WHAT YOU ARE ASKED TO DO:
In the survival bulletin, rewrite the part that opens with the words "Citizens for Ownership Rights Collecting" and closes with "selling the books.", changing "publisher" to "company".
-- BEGIN PASSAGE PROVIDED --
Tips for Removing Credit Judgements, Halloween Deals

Bruce’s Poor Man Survival Bulletin

A Digest of Urban Survival Resources

For Independent Minded People!

ISSN 2161-5543

In This Issue:

1.       Citizen Ownership Rights

2.      Best deals in October, for Halloween

3.      Tips for removing credit judgements

4.      Free software programs


The greater the power,  the more dangerous the abuse. –Edmund Burke



Citizens for Ownership Rights Collecting Petition Signatures to Protect Rights to Resell

An upcoming Supreme Court case, Kirtsaeng v. John Wiley & Sons, involves an eBay seller who was sued by a textbook publisher for reselling books. The seller, a graduate student and entrepreneurial seller, sold the books to help cover tuition expenses. These were legitimate books that the book publisher manufactured overseas — they were not counterfeit, pirated, or stolen. Yet, the publisher is trying to use U.S. copyright law to stop the book sales and make the seller pay $600,000 in damages – more than 15 times what he made from selling the books.

It is possible that an extreme application of U.S. copyright law might enable manufacturers to force retailers and consumers to first have to obtain permission from the manufacturer before reselling or even donating goods manufactured overseas. This rule could affect most of the goods we use every day, from books to cell phones. Manufacturers would retain ownership of an item no matter how many times it changes owner. This rule could threaten the laws of ownership and resale that we all enjoy.

When you purchase an item on eBay, you should be able to resell it, give it away, or use it as you see fit. Likewise, when you sell an item on eBay, ownership of the item should transfer to the buyer.

Citizens for Ownership Rights (CFOR) is a coalition of public interest organizations asking individuals to stand up for their rights as buyers and sellers. CFOR is currently gathering signatures for a petition that will be sent directly to the President and Attorney General urging them to support the rights of Americans to purchase legitimate goods, resell those goods, give them away, or use them in any legal manner as they see fit. Visit and sign the petition to protect your ownership rights.


Best buys in October PLUS price trend information, check out this consumer shopping research page


PM’s Compendium of Useful Resources


Tips for Removing Credit Judgements

1. The Statute of Limitations. If the SOL for the judgment has expired (and the judgment can't be renewed), this could provide an opportunity for easier negotiations and/or removal (since the judgment holder can't take further legal action.) The length a judgment remains enforceable varies by state and can be tricky, so it is best to check with an attorney in your state to avoid trouble.

2. Disputing issues related to the judgment listing itself, as it appears on the credit report. Sometimes information is missing or wrong, and these are things that you have a right to dispute. If the disputes come back verified you can follow up using the well known "method of verification" (MOV) technique.
-- END PASSAGE PROVIDED --
-- BEGIN DATASET --
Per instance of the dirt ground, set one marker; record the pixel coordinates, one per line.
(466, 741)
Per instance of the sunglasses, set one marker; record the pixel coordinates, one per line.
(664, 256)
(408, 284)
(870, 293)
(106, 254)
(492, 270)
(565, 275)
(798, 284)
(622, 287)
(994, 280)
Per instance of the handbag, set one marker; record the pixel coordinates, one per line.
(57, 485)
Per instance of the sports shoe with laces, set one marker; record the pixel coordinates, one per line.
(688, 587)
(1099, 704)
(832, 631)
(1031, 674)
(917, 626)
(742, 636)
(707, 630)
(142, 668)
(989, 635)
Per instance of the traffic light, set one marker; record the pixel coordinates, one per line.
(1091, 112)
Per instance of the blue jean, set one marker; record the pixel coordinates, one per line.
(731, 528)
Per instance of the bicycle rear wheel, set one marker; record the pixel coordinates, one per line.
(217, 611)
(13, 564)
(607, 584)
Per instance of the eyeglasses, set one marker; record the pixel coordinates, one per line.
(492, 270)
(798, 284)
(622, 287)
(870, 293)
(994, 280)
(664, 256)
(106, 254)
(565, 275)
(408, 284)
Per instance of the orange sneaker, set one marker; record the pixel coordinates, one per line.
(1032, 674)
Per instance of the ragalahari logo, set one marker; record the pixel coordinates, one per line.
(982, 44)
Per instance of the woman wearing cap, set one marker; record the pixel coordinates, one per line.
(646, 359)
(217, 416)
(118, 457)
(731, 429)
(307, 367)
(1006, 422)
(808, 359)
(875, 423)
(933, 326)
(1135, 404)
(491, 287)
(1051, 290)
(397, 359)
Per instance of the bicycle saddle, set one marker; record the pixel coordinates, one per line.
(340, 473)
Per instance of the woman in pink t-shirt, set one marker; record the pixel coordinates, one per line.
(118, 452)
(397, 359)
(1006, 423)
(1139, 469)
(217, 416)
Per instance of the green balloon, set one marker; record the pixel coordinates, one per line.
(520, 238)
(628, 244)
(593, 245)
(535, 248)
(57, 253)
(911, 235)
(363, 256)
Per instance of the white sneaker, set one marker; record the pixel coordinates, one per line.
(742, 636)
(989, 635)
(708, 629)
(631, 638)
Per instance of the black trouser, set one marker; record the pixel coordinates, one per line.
-- END DATASET --
TASK RESPONSE:
Citizens for Ownership Rights Collecting Petition Signatures to Protect Rights to Resell

An upcoming Supreme Court case, Kirtsaeng v. John Wiley & Sons, involves an eBay seller who was sued by a textbook company for reselling books. The seller, a graduate student and entrepreneurial seller, sold the books to help cover tuition expenses. These were legitimate books that the book company manufactured overseas — they were not counterfeit, pirated, or stolen. Yet, the company is trying to use U.S. copyright law to stop the book sales and make the seller pay $600,000 in damages – more than 15 times what he made from selling the books.